- [REQUIRED ACTION] For every line in the material, produce an exact copy.

- [MATERIAL SHOWN]
⟨

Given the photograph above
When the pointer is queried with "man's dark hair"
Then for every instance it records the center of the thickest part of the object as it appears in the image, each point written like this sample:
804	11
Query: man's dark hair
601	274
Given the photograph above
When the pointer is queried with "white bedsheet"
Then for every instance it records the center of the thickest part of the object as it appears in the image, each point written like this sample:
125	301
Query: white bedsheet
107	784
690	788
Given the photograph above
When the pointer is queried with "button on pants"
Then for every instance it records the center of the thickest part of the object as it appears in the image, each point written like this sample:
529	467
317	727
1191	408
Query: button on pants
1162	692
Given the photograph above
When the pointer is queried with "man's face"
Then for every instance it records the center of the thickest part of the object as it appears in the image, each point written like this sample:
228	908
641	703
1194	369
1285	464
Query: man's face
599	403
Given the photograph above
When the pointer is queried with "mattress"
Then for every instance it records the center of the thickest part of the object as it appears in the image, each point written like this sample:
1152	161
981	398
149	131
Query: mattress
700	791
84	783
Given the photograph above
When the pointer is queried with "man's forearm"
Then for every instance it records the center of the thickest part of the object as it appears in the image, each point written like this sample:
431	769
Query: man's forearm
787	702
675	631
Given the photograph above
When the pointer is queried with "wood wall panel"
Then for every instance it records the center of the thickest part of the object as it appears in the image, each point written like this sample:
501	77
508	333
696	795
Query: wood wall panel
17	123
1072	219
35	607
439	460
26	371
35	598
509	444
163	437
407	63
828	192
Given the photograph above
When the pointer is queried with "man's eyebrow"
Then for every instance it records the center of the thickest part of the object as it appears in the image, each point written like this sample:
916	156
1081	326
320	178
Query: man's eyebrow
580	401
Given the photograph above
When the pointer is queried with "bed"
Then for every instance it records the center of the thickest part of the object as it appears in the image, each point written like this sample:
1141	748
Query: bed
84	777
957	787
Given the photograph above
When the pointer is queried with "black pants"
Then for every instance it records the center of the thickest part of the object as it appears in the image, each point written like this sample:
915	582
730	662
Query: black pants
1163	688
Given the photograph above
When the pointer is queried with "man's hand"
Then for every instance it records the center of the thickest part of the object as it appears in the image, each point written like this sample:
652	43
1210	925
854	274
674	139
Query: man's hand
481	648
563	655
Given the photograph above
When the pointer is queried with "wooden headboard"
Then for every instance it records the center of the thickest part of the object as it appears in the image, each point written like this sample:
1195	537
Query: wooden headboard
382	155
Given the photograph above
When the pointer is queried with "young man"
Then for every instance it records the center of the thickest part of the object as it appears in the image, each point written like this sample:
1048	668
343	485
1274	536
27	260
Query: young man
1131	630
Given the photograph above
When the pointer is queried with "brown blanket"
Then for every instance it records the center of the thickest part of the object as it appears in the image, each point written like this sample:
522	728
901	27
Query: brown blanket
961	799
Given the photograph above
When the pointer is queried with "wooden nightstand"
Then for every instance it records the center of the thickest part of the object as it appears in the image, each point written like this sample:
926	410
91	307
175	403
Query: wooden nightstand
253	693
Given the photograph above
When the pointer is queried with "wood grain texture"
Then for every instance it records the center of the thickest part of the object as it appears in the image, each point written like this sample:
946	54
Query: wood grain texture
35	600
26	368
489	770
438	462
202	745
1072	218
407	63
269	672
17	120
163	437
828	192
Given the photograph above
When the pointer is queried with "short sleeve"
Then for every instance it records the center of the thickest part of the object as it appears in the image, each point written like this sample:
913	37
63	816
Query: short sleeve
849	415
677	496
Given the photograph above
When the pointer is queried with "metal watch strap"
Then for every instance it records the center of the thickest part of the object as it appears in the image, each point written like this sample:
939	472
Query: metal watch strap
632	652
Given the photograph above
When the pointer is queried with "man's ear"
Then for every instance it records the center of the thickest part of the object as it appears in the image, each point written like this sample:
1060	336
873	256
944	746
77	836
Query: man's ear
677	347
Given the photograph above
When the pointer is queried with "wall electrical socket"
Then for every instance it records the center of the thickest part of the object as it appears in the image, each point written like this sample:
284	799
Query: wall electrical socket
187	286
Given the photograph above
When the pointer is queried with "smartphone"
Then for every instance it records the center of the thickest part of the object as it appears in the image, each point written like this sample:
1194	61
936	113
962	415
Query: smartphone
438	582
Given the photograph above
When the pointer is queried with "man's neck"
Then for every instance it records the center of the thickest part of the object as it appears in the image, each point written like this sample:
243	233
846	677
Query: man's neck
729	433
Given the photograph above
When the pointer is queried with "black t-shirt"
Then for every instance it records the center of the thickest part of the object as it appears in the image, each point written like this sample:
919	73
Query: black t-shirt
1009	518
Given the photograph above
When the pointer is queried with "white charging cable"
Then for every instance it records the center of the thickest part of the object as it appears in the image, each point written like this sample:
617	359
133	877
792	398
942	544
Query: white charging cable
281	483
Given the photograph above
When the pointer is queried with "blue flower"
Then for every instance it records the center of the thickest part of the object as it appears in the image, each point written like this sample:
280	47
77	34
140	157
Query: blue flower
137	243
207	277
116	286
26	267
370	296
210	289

⟩

- [RESULT]
Given the photograph above
When the pointer is queried with "man's dark hair"
Then for every instance it records the center of the thickest part of the object as it appears in the image, each point written like this sample:
804	11
Query: man's dark hair
601	274
Given the photograph above
When the pointer is queried with "white bedsheet"
Then for every instance it records the center of the thickest part of the object as it appears in the image, each point written like this sample:
125	301
Query: white bedsheet
107	784
690	788
Given the photograph above
When the pointer is queried with "button on pants"
Then for every instance it records the center of the thickest part of the object as it appears in the image, each point written like this sample:
529	467
317	727
1191	408
Query: button on pants
1162	692
Given the photograph above
When the pointer is queried with "man's face"
Then for every instance it records the center of the thickest part of the object as it appears in the image, each point written like this sample:
228	908
641	703
1194	369
1285	464
Query: man's face
599	403
Given the photograph above
When the pointer is queried with "mattress"
Then for every instance it records the center of the thickest part of the object as it appears in the image, each point written like this sample:
1152	161
981	398
149	131
Query: mattress
700	791
84	783
Given the photograph above
When the pointer is queried with "man's forearm"
Then for every instance it records the center of the thickest part of the object as it appears in the image, each point written like this sample:
431	769
Query: man's forearm
787	702
675	631
Given the photograph above
When the pointer is queried with "wood wall panel"
Then for every instance it records the center of the thickest part of the object as it appears in the image, each point written like this sample:
501	77
508	333
696	795
Query: wood wall panel
17	123
1072	219
35	607
439	460
26	371
35	598
509	444
163	437
407	63
828	192
Given the photograph above
When the pointer is queried with "man's eyebrow"
Then for every instance it records the center of the thickest part of the object as it appears in the image, each point written like this sample:
916	156
1081	326
320	178
Query: man's eyebrow
580	401
Given the photograph above
When the pointer is queried with "bed"
Then for every instance it records the center of the thickest part of the object as it appears in the image, each point written like this sample:
1141	748
Query: bed
84	777
957	787
Given the photograph above
When the pointer is queried with "black pants"
Then for every instance it records the center of the thickest part of the object as it appears in the image, each point written like this sample:
915	582
730	662
Query: black pants
1163	688
Given the photograph above
When the pointer is queried with "man's hand"
Then for every instance it records the center of the thickest part of the object as it appears in the image, each point written like this sample:
652	43
1210	925
854	274
674	139
Query: man's hand
481	648
563	655
Given the photograph above
When the pointer is queried with "wooden headboard"
Then for every instance it records the center of the thickest part of the object as it appears in the image, each point written like this sample:
1195	537
Query: wooden headboard
382	155
Given the photograph above
When the pointer is queried with "young man"
Then for every instance it records the center of the thickest part of the object as it appears in the image, each point written like this sample:
1048	668
343	485
1274	536
27	260
Query: young man
1131	630
Given the photograph above
When the pointer is queried with "brown blanket"
Then for every instance it records the center of the thickest part of the object as it appears in the image, each point written like this sample:
522	728
901	27
Query: brown blanket
961	799
Given the photograph above
When the pointer is queried with "wooden nightstand"
Then for every instance it records the center of the thickest part of the object as it appears in the image, each point written like this sample:
926	410
91	307
175	403
Query: wooden nightstand
253	693
Given the photograph above
When the pointer is queried with "wood grain texture"
Then for every instance it records the center of the thickest part of the object as it appears in the image, each point written like this sample:
946	54
Query: wood grain texture
35	600
26	368
489	770
438	462
202	745
1072	218
407	63
269	672
17	120
163	437
828	192
Given the photograph above
When the pointer is queried with "short sleeve"
Then for every instance it records the center of the thickest part of the object as it appears in the image, each point written like this sample:
913	37
63	816
Query: short sleeve
849	415
677	496
Given the photograph above
When the pointer is queried with "metal watch strap"
Then for every instance it records the center of the thickest part of the object as it appears in the image, each point written like this sample:
939	472
Query: metal watch strap
632	652
Given the photograph above
When the pointer is queried with "man's ear"
Then for every instance it records the center of the thickest part of the object as it appears in the image, each point written like this sample:
1060	336
873	256
944	746
77	836
Query: man's ear
677	347
Given the photograph above
When the pointer is queried with "wall electrical socket"
Then for every instance it records the center of the thickest part of the object as it appears in the image, each point written like this sample:
284	799
Query: wall electrical socket
187	286
Given the photograph above
When the pointer is queried with "smartphone"
Then for every instance it records the center of the thickest part of the object as it appears in the image, each point written like this sample:
1194	61
936	113
962	415
Query: smartphone
438	582
Given the photograph above
When the pointer is queried with "man's neck"
Then for every instance it records the center of the thickest part of the object as it appears in the image, each point written like this sample:
243	233
846	677
Query: man's neck
729	433
Given the photograph above
When the pointer is queried with "black t-shirt"
Then for every instance it records the center of the thickest part of the object as it appears in the image, each point written like this sample:
919	73
Query: black t-shirt
1009	518
Given the photograph above
When the pointer is queried with "white charging cable"
Then for every instance it records the center of the thickest part of the object as it appears in the image, each point written like this sample:
617	359
133	877
792	398
942	544
Query: white charging cable
281	483
Given the photograph above
When the pointer is queried with "blue flower"
Then for every instance it records the center of the thickest part of the object as it appears in the image, each point written like this sample:
280	47
77	34
140	157
Query: blue flower
137	243
207	277
116	286
26	267
370	296
210	289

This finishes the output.